TO DO >>
Which lines in the entries below contain the word "trunk"? Pull out each one and copy it, treating uppercase and lowercase letters as distinct.

DATA PROVIDED >>
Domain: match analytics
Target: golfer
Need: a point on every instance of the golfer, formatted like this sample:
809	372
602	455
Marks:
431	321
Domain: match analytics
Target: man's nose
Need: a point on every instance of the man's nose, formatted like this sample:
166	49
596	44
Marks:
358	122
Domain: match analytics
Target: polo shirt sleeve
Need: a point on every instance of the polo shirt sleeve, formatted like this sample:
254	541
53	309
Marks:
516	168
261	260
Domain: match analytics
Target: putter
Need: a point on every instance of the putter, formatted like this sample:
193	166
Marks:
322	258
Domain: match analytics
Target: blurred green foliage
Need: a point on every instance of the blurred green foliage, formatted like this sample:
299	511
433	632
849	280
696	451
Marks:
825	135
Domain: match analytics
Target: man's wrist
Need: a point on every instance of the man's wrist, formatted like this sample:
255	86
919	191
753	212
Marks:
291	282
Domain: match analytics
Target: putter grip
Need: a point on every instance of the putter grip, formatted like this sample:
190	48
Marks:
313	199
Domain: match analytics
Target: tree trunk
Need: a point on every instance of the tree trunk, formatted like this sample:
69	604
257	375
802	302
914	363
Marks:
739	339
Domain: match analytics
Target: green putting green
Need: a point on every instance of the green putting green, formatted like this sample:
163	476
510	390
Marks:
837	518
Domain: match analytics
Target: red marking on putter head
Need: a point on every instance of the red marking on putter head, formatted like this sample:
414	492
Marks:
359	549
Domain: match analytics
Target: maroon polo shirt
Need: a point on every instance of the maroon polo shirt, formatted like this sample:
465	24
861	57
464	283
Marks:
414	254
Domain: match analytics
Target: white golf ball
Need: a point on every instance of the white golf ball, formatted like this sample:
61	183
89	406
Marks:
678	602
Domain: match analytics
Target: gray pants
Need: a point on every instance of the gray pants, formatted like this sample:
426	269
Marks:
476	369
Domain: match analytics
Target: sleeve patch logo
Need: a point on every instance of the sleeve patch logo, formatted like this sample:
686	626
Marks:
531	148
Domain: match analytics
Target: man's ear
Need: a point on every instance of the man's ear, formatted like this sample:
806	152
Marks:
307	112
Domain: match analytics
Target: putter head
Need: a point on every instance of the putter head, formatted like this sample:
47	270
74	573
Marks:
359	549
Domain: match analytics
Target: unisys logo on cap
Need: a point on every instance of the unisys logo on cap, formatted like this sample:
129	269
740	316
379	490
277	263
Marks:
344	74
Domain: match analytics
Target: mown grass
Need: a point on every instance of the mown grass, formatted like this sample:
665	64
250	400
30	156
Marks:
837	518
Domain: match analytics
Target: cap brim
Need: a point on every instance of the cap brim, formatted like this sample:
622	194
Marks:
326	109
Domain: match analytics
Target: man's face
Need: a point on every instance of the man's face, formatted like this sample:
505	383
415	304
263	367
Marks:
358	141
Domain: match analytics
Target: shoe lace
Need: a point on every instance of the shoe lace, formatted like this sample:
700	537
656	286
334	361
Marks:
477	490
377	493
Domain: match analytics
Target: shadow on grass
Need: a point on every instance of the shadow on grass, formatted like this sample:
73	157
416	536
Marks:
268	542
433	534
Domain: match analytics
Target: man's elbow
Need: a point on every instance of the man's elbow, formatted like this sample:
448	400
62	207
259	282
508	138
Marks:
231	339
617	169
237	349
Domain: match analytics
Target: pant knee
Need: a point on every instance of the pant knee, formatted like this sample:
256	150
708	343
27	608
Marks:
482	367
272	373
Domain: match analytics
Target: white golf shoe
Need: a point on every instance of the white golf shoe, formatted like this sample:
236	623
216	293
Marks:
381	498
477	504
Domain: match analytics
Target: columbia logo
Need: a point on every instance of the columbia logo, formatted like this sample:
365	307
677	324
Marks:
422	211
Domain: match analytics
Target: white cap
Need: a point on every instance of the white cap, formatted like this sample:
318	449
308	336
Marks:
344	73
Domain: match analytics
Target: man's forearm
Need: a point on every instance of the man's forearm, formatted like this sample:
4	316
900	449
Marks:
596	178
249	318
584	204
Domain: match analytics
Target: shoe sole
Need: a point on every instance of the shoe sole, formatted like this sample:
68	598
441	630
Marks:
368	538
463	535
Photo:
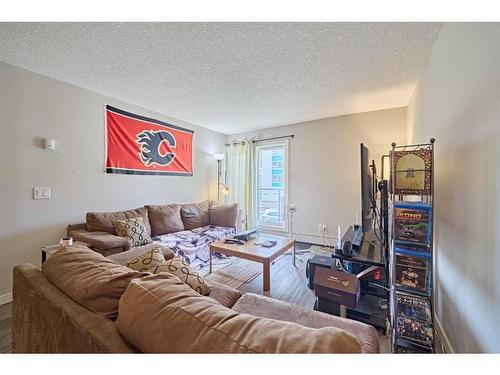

FINISHED EXERCISE >>
Target: tree trunk
Need: a point on every instance of the tree trunk, formatted like this sample:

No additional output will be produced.